*** Opening Data provided ***

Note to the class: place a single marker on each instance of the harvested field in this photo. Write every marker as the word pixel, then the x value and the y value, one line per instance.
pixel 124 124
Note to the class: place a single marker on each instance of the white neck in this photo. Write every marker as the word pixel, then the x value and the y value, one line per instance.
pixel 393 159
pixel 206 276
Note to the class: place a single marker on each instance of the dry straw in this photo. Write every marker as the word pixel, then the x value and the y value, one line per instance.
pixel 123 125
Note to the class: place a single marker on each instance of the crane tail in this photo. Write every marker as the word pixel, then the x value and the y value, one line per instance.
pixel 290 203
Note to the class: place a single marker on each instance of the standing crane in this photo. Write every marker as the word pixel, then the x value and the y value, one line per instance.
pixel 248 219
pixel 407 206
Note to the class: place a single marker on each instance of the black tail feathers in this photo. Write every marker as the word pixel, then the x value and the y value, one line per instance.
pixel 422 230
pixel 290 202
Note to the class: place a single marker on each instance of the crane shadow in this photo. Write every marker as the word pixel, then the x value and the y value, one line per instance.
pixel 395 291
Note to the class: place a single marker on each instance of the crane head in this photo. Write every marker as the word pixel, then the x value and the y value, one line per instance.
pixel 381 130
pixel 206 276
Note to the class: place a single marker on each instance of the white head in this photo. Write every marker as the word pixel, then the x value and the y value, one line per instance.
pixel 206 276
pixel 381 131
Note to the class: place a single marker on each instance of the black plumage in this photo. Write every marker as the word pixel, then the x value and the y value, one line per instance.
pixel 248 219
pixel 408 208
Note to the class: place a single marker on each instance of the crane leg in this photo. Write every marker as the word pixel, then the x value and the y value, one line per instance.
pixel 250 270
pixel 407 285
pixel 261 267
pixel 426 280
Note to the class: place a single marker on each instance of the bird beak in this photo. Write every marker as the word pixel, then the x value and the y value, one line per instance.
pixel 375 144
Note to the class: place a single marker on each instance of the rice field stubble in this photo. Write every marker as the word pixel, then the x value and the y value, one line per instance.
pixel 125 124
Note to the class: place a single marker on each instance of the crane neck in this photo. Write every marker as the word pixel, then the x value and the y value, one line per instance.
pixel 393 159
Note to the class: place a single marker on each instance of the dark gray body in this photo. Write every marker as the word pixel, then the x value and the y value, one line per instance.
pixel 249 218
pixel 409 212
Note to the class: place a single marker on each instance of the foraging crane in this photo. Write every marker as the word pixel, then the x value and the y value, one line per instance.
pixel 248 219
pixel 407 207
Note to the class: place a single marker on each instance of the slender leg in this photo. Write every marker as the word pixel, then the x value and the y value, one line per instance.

*** Closing Data provided ***

** What you are asked to do **
Precisely the line with "of the foraging" and the lines after it, up to the last line of the entries above, are to be reproduced, and nothing more.

** Exercise answer **
Note to the class: place a single marker on each instance of the foraging crane in this photo. Write every marker as the word pixel, then the x value and the y value, one line per instance.
pixel 248 219
pixel 407 207
Note to the class: place a single marker on each instance of the slender leg in this photo. Write every marker as the word pixel, then the x value and the y value, one line per instance.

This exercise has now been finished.